* Given data:
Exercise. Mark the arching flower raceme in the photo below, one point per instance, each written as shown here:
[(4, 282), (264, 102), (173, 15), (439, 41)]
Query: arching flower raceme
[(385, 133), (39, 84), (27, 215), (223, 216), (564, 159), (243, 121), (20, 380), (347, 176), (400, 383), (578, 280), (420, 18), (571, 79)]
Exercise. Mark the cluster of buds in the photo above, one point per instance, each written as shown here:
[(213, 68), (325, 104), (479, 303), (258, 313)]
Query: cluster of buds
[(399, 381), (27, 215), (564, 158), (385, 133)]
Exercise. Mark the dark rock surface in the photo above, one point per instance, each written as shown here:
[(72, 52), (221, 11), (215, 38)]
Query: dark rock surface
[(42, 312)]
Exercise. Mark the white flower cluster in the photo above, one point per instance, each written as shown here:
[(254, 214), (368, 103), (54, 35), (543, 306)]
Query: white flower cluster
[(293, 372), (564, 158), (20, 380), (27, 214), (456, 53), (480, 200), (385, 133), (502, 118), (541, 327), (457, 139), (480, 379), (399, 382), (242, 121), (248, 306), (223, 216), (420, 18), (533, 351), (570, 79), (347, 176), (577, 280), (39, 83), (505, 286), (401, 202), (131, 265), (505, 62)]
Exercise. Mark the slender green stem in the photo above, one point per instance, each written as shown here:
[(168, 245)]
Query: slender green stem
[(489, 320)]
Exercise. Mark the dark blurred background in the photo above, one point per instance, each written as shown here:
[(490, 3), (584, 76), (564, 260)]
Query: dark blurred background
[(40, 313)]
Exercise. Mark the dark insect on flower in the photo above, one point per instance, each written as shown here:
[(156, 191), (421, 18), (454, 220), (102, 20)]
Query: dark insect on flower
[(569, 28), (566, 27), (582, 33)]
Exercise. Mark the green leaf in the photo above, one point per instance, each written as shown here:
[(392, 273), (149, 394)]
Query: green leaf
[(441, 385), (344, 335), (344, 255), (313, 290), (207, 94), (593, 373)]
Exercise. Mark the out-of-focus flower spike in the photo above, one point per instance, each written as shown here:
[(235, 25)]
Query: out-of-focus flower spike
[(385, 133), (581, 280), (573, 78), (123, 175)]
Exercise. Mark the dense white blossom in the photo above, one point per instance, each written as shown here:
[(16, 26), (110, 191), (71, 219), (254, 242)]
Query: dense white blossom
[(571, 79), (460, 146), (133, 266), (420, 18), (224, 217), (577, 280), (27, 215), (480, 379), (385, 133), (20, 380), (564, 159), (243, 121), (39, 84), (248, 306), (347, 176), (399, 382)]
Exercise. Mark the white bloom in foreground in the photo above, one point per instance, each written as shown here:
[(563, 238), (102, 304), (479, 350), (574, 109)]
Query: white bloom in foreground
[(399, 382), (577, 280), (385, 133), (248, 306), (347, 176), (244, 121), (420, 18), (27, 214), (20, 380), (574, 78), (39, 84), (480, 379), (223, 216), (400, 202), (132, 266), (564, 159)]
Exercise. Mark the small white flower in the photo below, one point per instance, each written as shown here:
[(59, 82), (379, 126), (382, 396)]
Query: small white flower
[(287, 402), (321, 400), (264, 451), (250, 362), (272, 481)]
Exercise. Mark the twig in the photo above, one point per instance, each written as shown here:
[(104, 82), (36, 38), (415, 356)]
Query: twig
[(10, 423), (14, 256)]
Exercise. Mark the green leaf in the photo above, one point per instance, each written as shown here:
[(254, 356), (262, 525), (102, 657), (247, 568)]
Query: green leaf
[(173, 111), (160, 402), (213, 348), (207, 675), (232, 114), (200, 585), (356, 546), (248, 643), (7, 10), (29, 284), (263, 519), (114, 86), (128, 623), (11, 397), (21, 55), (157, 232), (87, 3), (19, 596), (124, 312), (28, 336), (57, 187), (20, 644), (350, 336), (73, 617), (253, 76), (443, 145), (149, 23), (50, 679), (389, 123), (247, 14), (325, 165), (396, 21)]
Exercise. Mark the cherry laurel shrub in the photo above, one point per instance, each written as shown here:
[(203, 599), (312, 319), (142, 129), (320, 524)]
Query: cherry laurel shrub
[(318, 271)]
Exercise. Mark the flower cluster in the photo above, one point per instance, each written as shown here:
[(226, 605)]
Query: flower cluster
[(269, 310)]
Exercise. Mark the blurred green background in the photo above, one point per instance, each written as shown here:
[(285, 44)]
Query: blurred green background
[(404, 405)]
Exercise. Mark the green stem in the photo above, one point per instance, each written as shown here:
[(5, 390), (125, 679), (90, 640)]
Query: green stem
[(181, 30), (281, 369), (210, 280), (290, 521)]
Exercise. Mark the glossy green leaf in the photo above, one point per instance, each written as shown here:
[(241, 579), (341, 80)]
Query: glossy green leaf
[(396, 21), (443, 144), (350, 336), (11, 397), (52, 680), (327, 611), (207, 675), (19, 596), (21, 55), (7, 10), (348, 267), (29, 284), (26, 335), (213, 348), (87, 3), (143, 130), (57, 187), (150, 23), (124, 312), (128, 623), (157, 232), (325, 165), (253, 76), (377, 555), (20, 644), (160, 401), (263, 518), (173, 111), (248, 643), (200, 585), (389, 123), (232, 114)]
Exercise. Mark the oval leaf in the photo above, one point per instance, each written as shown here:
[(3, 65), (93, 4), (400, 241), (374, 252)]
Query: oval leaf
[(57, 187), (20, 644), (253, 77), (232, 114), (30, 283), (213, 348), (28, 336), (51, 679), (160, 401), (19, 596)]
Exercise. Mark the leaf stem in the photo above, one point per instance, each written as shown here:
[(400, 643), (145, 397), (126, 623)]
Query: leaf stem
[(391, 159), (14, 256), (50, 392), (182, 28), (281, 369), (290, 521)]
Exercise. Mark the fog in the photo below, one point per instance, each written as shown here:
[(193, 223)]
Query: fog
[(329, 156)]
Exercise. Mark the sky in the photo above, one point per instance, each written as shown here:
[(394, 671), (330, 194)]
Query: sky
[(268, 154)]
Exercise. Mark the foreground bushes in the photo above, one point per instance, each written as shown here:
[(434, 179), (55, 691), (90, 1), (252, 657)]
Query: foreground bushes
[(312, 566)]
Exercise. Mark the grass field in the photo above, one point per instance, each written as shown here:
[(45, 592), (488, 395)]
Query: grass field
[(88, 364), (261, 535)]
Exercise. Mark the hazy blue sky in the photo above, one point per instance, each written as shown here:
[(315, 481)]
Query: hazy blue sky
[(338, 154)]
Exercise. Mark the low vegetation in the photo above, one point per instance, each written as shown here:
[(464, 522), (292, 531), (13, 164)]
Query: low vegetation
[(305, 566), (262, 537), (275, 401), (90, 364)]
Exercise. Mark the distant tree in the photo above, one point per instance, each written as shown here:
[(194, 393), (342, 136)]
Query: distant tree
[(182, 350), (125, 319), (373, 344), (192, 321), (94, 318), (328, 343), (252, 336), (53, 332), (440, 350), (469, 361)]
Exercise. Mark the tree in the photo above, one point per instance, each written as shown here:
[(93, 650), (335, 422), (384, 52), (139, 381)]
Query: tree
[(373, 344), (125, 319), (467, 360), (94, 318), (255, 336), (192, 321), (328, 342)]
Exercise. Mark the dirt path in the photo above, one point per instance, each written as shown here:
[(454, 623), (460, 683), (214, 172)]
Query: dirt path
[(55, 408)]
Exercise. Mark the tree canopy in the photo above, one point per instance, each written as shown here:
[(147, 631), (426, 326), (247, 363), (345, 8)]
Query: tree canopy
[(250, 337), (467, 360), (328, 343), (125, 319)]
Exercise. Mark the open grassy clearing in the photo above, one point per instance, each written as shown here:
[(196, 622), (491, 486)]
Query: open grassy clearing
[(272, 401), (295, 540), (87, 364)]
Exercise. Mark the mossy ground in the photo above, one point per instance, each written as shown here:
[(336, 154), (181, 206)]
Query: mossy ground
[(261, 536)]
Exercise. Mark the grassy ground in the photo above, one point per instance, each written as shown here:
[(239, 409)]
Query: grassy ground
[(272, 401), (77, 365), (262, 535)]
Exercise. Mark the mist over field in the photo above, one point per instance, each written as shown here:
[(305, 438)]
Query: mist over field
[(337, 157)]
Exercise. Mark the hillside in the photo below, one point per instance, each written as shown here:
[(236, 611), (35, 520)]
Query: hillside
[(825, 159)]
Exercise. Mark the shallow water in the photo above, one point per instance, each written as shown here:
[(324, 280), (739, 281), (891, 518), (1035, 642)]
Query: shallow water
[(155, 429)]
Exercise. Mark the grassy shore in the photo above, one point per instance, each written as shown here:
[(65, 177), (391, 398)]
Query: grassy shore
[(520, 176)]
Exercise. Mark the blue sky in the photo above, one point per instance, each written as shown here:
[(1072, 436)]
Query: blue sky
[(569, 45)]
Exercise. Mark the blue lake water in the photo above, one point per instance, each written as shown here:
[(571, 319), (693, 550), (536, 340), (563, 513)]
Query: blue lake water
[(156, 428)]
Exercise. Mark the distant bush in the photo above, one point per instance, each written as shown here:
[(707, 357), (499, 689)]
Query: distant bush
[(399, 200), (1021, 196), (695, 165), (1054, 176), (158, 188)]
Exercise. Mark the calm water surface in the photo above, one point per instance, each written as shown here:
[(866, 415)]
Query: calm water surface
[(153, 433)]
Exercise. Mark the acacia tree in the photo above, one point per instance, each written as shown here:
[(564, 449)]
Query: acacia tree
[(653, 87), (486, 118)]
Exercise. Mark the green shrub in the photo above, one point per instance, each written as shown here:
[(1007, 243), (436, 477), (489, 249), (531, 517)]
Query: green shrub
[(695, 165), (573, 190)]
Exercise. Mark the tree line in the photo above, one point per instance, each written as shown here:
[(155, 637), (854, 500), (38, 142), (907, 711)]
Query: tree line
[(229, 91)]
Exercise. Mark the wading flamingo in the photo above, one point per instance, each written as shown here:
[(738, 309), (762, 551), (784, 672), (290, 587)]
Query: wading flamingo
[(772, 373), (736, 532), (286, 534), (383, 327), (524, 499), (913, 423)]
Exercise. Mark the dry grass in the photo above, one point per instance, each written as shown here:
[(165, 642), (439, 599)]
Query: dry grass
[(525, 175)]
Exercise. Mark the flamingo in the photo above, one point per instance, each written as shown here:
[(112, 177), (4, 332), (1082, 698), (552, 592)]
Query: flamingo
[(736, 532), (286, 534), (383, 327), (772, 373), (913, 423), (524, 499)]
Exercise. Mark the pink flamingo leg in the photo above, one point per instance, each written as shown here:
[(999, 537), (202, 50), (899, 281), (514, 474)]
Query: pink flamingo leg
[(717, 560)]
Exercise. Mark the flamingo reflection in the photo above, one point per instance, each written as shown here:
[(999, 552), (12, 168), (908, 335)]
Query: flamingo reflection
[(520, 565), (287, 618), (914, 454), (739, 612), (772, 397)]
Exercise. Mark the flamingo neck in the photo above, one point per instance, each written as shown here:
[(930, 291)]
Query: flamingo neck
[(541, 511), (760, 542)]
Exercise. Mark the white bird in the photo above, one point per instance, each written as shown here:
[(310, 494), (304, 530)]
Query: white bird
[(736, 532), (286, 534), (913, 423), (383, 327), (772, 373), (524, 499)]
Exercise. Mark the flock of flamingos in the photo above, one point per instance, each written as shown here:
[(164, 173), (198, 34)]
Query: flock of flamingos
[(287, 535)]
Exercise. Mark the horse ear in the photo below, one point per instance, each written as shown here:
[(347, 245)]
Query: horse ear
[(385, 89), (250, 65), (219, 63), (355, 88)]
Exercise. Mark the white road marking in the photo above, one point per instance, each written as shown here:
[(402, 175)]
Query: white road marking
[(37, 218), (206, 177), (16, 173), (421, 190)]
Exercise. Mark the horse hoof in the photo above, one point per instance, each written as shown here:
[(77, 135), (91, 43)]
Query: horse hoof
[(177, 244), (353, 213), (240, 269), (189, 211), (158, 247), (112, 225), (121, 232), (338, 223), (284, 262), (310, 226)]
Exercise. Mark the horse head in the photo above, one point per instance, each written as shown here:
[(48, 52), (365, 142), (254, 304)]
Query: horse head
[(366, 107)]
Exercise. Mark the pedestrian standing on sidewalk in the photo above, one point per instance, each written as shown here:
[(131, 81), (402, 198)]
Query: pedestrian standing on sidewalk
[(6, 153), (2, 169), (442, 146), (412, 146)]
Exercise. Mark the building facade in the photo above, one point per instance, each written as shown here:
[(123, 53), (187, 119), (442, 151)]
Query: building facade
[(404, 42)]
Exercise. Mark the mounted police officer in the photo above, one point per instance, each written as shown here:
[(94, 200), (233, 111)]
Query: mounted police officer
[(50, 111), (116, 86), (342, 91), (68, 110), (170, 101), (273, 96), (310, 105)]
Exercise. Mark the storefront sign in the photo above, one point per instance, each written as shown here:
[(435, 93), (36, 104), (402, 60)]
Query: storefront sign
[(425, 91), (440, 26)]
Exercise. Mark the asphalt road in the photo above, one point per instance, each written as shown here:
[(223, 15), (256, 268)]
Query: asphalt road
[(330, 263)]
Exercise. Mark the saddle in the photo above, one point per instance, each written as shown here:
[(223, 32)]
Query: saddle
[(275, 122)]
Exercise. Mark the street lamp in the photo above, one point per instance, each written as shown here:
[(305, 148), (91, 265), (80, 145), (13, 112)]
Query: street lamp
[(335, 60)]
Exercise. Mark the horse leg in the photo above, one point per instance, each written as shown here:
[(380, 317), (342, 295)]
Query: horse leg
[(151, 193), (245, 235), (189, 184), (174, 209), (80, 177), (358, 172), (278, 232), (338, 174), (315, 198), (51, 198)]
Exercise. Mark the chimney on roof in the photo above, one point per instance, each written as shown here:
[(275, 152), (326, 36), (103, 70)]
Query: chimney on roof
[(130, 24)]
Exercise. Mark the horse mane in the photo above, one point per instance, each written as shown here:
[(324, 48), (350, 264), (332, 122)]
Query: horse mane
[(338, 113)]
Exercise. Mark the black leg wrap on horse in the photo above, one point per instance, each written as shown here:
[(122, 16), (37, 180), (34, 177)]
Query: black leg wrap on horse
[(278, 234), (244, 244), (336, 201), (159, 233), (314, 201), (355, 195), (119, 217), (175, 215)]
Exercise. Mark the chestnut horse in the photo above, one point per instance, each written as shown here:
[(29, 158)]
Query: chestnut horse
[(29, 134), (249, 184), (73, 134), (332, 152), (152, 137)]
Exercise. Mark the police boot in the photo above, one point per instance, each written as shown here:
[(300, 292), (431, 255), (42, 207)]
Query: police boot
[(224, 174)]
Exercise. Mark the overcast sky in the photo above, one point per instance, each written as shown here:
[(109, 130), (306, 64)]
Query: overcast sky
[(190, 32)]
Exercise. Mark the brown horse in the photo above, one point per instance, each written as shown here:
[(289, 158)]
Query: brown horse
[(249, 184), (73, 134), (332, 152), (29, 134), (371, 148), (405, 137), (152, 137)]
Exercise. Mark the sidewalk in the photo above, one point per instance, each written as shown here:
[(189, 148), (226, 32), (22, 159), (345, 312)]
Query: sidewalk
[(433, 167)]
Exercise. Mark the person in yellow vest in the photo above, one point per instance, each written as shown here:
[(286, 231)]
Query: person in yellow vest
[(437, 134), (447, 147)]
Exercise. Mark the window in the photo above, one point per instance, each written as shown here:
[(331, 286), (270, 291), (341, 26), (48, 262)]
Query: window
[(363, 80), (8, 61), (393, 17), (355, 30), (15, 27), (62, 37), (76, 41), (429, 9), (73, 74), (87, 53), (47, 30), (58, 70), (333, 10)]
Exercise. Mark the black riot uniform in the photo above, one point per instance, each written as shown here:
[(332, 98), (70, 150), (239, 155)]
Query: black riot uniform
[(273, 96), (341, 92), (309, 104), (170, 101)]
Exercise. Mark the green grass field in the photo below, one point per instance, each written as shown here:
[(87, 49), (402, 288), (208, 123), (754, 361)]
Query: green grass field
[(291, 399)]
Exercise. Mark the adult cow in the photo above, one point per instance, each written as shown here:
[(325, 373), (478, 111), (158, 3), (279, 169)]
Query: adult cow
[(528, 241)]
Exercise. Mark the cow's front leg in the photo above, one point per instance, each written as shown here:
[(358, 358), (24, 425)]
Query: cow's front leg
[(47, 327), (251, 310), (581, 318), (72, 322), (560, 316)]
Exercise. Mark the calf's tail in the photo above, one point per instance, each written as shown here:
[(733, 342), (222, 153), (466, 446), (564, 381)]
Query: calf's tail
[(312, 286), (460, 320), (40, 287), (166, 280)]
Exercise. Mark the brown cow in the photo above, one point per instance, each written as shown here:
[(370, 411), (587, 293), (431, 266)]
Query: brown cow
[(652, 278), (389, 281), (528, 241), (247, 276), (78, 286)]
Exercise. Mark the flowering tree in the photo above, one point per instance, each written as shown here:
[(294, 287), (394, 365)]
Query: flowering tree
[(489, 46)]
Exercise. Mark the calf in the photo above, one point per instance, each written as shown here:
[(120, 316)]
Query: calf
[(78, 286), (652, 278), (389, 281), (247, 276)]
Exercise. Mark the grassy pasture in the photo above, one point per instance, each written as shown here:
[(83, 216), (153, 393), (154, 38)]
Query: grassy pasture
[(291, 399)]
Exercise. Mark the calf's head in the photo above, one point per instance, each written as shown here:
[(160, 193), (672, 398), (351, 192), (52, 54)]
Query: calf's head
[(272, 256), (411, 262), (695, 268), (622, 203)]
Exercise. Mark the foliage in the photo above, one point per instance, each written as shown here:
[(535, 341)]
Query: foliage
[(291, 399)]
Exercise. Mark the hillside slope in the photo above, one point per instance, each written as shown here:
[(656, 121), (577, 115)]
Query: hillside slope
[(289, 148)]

* Written task:
Return the items exactly as they appear, from the start up to and including the line with "18), (571, 79)]".

* Output of the exercise:
Exercise. Mark the arching flower raceme in the photo below, one point per instance, each written as shown here:
[(4, 282), (264, 102), (173, 15), (439, 41)]
Query: arching flower raceme
[(385, 133), (39, 84), (27, 215), (223, 216), (564, 159), (243, 121), (20, 380), (347, 176), (400, 383), (578, 280), (420, 18), (571, 79)]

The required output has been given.